Extracted text:
---*---

# converted shed?



## amoonswirl (Nov 14, 2006)

I am thinking about building a loft in my yard since I think my pigeons would be happier there than on my porch aviary - at least for the summer.

Is there any reason I should not convert a standard wooden garden shed into a home for my birds? I'm considering doing this for a few reasons. Would love to hear your thoughts on the pros and cons of doing this.

My main reason for not wanting a bona-fide pigeon loft in the yard is that I think most of them are ugly, and would attract negative attention from the neighbors. Whereas something that looks like a cute little potting shed and has some decorative plantings outside would blend in better and attract little to no attention. Does anyone have thoughts on the matter?


----------



## Lovebirds (Sep 6, 2002)

amoonswirl said:


> I am thinking about building a loft in my yard since I think my pigeons would be happier there than on my porch aviary - at least for the summer.
> 
> Is there any reason I should not convert a standard wooden garden shed into a home for my birds? I'm considering doing this for a few reasons. Would love to hear your thoughts on the pros and cons of doing this.
> 
> My main reason for not wanting a bona-fide pigeon loft in the yard is that I think most of them are ugly, and would attract negative attention from the neighbors. Whereas something that looks like a cute little potting shed and has some decorative plantings outside would blend in better and attract little to no attention. Does anyone have thoughts on the matter?


Picture of the shed? How big is it? I'm not sure why you think that most lofts are ugly. SOME of them are and then some of them weren't at first but have been around for many years. Anyway.......in order to convert a shed, you would have to hang aviaries on it so that the birds could get outside. Perches, nest boxes, etc.......on the inside. Certainly could be done, but in order for it to be appropiate for the birds, it's not going to look like a shed when you're finished. You'd need ventilation which means more holes in the wall.


----------



## Big Boy (Feb 28, 2008)

I was in the same boat. I live in a community with a home owner's association. Pigeons aren't prohibited but its really easy for the neighbors to complaint to the association about ANYTHING. I built my loft to look like a child's cottage playhouse with a big red barn door and vegetables and flowers growing outside. So far no one has complained. I also keep mostly white pigeons so when anyone asks I tell them they're doves. Even my wife who thinks I'm a little off for keeping pigeons loves the white ones. Weird.


----------



## Big Boy (Feb 28, 2008)

Lovebirds, I think we posted at the same time. I should add that you are correct. I put plenty of ventilation in the loft but at the end of the day the birds weren't getting enough sun. I also lost a few because once they "escaped" they didnt know their way around. I just finished building an aviary attached to the loft. (Wife calls it the addition.) Anyway, now my cottage doesnt look so much like a cottage anymore. But the birds are happier.


----------



## Lovebirds (Sep 6, 2002)

---*---

Dataset extract:
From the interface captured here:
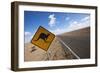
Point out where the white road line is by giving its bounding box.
[59,39,80,59]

---*---

Stated goal:
Reproduce the stretch of the shed-conversion thread from "I was in the" through "white ones. Weird.". Nothing in the material is needed here.

Problem solution:
I was in the same boat. I live in a community with a home owner's association. Pigeons aren't prohibited but its really easy for the neighbors to complaint to the association about ANYTHING. I built my loft to look like a child's cottage playhouse with a big red barn door and vegetables and flowers growing outside. So far no one has complained. I also keep mostly white pigeons so when anyone asks I tell them they're doves. Even my wife who thinks I'm a little off for keeping pigeons loves the white ones. Weird.